> **EXERCISE REQUIREMENTS**
Search each line below for "clicks", then return the lines where it appears.
***** GIVEN ENTRIES *****
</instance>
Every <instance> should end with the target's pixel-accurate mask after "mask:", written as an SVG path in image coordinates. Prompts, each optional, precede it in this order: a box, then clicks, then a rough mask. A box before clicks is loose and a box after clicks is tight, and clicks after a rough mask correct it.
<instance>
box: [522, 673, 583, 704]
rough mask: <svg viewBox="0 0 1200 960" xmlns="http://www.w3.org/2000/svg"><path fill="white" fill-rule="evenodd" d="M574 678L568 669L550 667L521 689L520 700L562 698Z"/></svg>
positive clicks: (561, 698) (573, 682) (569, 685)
*****
> **SOLUTION TO THIS PROBLEM**
Every <instance> should end with the target's pixel-accurate mask after "mask:", written as an SVG path in image coordinates. Prompts, each optional, precede it in this order: a box, then clicks, then a rough mask. A box before clicks is loose and a box after clicks is tight, and clicks after a rough mask correct it.
positive clicks: (561, 698) (573, 682) (569, 685)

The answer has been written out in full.